Work instructions:
The answer must be an exact copy of every record.

───── Data for this task ─────

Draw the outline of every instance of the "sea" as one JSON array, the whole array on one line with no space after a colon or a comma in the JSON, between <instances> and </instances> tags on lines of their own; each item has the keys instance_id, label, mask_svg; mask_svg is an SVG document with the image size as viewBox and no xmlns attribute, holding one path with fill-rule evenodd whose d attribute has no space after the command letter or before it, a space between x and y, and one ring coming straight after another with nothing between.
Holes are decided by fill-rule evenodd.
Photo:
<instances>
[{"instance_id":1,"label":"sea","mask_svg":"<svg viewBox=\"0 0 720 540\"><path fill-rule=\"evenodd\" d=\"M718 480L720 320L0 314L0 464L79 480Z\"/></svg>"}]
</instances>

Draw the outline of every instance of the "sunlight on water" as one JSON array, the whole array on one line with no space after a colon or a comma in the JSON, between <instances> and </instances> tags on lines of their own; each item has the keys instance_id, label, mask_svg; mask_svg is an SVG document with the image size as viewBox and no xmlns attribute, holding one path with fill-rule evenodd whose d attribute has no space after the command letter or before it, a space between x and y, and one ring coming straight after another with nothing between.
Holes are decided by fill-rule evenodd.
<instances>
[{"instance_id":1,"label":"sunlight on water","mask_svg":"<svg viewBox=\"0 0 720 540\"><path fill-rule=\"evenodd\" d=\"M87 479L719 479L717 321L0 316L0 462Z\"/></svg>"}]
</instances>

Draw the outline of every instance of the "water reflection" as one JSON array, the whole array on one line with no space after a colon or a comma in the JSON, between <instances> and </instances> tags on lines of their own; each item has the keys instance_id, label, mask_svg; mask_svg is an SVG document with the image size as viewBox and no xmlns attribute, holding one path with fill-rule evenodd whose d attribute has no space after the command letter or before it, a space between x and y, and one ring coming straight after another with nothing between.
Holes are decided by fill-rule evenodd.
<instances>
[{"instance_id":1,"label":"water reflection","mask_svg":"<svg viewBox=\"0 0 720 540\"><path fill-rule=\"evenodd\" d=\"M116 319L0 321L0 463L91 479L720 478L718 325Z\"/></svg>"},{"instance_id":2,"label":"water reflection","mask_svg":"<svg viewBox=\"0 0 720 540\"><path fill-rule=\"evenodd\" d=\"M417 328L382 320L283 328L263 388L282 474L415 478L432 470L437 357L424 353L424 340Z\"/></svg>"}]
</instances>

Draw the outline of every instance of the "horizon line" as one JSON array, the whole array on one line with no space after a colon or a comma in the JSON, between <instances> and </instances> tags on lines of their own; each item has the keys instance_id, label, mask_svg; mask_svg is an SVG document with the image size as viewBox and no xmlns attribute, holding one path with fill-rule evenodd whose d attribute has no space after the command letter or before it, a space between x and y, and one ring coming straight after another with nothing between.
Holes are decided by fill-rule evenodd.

─────

Answer to the problem:
Draw the outline of every instance of the "sea" as one JSON array, the whole array on one line with no space after a colon or a comma in the JSON, between <instances> and </instances> tags on lines of their own; each item has the keys instance_id, label, mask_svg; mask_svg is an SVG document with the image size as viewBox and no xmlns attribute, holding one path with fill-rule evenodd whose d attribute has no space after the command letter or before it, a space between x and y, and one ring coming straight after another with nothing between.
Holes are decided by fill-rule evenodd.
Photo:
<instances>
[{"instance_id":1,"label":"sea","mask_svg":"<svg viewBox=\"0 0 720 540\"><path fill-rule=\"evenodd\" d=\"M718 480L720 320L0 314L0 464L79 480Z\"/></svg>"}]
</instances>

Draw the outline of every instance of the "sunlight on water" as one JSON array, the whole array on one line with no space after a colon or a comma in the JSON, between <instances> and </instances> tags on lines of their own; each item has the keys instance_id, label, mask_svg; mask_svg is an SVG document with the image size as viewBox and no xmlns attribute, holding one path with fill-rule evenodd whose d attribute has no space after the command letter or before it, a space between x and y, and one ring coming straight after another with nothing between.
Holes are decided by fill-rule evenodd.
<instances>
[{"instance_id":1,"label":"sunlight on water","mask_svg":"<svg viewBox=\"0 0 720 540\"><path fill-rule=\"evenodd\" d=\"M87 479L719 479L717 321L0 316L0 462Z\"/></svg>"}]
</instances>

Draw the outline of every instance of the "water reflection" as one JSON array, the whole array on one line with no space after a colon or a comma in the JSON, between <instances> and </instances> tags on lines of their own; each item has the keys instance_id, label, mask_svg; mask_svg is an SVG document with the image size as viewBox and no xmlns attribute, holding one path with fill-rule evenodd whose d attribute has no space after the command letter or before it, a space between x and y, and one ring coming straight after another with nothing between.
Holes are decided by fill-rule evenodd.
<instances>
[{"instance_id":1,"label":"water reflection","mask_svg":"<svg viewBox=\"0 0 720 540\"><path fill-rule=\"evenodd\" d=\"M116 319L0 321L0 463L91 479L720 478L718 325Z\"/></svg>"},{"instance_id":2,"label":"water reflection","mask_svg":"<svg viewBox=\"0 0 720 540\"><path fill-rule=\"evenodd\" d=\"M417 328L382 320L283 328L263 388L282 474L415 478L432 470L437 357L424 353L424 340Z\"/></svg>"}]
</instances>

Draw the outline of every instance of the "horizon line" as one JSON array, the whole array on one line with no space after a colon or a comma in the JSON, between <instances> and </instances> tags on lines of their own; each item has the keys instance_id, label, mask_svg; mask_svg is an SVG document with the image size as viewBox and no xmlns attribute, holding one path with fill-rule evenodd whose d attribute has no space after the command letter or before it, a space between x and y, and one ring coming straight after another with nothing between.
Holes are decided by fill-rule evenodd.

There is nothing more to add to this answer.